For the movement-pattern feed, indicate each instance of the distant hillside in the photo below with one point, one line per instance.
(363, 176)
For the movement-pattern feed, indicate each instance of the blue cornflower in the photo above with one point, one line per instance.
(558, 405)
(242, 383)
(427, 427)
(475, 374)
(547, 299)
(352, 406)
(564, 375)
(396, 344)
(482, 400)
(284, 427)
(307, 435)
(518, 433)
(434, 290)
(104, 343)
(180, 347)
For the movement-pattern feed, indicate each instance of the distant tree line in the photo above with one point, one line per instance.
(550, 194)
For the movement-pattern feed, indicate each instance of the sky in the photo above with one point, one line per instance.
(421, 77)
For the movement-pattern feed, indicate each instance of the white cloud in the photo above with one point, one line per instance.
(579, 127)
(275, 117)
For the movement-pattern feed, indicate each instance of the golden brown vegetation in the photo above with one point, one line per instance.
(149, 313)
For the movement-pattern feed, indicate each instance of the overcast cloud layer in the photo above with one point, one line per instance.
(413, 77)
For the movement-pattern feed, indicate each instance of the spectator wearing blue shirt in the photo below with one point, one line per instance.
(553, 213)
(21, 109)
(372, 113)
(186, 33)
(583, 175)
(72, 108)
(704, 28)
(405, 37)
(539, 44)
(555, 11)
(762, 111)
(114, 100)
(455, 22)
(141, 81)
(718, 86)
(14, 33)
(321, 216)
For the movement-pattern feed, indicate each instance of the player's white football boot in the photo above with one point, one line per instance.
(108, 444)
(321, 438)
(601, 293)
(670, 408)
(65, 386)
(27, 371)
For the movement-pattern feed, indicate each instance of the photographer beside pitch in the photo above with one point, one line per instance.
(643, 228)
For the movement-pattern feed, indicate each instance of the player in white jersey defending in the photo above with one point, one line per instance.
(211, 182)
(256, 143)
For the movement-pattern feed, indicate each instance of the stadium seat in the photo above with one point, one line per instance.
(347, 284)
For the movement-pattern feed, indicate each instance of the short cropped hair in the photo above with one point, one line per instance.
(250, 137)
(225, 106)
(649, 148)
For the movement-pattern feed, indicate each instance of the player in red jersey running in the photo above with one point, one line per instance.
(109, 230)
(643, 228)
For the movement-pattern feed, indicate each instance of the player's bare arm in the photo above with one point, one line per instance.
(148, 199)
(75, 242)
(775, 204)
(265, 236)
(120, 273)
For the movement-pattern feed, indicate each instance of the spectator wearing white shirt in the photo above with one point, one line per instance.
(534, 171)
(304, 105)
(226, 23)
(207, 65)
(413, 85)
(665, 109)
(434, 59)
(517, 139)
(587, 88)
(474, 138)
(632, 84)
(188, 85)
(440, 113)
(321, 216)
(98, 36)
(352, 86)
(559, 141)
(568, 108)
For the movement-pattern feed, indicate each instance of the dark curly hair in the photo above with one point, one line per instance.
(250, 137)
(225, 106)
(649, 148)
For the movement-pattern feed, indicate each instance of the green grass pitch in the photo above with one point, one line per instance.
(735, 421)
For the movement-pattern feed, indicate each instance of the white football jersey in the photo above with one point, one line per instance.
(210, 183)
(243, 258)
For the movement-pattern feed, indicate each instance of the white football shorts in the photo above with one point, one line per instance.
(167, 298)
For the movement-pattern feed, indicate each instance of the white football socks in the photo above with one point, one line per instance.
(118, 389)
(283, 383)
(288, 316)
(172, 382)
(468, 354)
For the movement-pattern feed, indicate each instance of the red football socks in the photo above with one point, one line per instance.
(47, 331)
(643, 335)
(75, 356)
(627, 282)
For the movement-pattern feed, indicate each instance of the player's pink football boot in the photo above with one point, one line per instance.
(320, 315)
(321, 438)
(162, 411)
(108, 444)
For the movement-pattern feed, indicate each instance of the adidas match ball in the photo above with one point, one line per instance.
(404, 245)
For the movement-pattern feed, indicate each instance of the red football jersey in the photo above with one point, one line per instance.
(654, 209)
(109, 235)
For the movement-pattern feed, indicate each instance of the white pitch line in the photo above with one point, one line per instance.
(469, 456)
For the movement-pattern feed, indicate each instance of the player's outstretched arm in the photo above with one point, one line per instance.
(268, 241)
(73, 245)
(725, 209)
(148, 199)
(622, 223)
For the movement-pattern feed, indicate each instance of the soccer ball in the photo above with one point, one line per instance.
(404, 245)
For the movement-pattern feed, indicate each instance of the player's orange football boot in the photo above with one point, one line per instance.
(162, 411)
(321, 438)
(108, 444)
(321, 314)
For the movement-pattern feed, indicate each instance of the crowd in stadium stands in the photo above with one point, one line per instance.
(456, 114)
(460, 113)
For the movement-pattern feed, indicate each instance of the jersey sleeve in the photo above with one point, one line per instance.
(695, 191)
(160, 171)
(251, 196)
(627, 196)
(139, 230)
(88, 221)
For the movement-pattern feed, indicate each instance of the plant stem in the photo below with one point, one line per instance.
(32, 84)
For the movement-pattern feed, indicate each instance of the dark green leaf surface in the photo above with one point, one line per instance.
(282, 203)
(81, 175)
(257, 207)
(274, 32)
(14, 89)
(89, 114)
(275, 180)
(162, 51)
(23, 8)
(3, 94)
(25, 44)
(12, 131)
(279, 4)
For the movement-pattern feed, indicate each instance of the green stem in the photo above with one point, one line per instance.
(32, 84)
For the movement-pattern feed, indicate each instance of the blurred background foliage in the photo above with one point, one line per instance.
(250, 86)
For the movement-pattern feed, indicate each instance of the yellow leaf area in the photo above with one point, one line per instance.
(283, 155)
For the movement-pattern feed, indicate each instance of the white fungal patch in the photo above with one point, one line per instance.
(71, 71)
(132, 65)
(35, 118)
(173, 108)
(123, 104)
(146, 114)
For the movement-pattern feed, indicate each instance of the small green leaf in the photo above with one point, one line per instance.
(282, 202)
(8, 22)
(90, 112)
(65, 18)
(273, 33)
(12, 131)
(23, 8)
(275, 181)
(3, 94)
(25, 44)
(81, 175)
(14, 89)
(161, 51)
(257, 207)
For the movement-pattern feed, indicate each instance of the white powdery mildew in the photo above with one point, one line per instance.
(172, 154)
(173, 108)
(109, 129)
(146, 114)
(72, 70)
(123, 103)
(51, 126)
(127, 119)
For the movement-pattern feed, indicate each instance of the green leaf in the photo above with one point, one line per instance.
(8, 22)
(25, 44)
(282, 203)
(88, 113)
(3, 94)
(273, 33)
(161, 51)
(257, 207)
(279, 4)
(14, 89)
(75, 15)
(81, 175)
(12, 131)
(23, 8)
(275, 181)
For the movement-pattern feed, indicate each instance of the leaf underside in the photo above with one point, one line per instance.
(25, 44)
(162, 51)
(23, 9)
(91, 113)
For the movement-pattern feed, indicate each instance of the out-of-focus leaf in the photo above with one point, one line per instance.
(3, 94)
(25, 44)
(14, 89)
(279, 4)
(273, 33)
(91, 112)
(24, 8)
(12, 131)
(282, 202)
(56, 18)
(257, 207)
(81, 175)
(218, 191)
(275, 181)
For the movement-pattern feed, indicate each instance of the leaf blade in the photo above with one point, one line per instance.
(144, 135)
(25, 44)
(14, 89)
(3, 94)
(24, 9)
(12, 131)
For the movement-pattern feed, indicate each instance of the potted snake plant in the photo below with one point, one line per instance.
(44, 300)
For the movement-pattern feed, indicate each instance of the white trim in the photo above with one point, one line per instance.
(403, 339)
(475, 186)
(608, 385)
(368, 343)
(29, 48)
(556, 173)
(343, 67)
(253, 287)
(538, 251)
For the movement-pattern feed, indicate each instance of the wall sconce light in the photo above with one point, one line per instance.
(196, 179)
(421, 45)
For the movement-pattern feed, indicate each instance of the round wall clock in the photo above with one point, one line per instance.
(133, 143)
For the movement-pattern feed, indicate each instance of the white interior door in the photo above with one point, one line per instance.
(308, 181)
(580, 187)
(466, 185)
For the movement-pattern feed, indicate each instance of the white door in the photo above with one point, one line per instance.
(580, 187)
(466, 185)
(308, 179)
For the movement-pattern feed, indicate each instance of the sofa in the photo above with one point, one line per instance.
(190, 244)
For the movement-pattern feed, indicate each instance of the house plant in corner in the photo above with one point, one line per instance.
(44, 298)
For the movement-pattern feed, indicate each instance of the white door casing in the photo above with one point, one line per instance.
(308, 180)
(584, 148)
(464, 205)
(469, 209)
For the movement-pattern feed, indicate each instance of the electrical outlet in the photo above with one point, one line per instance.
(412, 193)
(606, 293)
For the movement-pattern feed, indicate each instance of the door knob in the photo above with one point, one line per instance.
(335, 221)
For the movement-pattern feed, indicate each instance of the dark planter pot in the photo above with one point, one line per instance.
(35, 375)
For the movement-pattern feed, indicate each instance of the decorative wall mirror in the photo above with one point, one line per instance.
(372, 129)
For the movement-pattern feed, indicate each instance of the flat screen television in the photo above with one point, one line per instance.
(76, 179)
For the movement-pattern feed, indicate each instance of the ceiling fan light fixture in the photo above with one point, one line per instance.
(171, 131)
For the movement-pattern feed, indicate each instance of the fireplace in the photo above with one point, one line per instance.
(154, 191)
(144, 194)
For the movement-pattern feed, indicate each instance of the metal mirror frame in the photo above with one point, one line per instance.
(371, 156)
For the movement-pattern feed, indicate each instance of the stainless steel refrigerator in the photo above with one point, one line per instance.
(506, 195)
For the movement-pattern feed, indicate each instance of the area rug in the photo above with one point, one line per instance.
======
Rewrite the data from the line with "of the metal" through the end of the data, changing "refrigerator" to "fridge" and keeping everything else the same.

For the movement-pattern feed, indicate each instance of the metal mirror frame in the photo above with one point, one line per instance.
(371, 156)
For the movement-pattern feed, indicate each instance of the stainless steel fridge in the photo above with one point, one line per instance.
(506, 195)
For the movement-pattern feed, indicate each instance of the area rug in the photo above with one point, one line per instance.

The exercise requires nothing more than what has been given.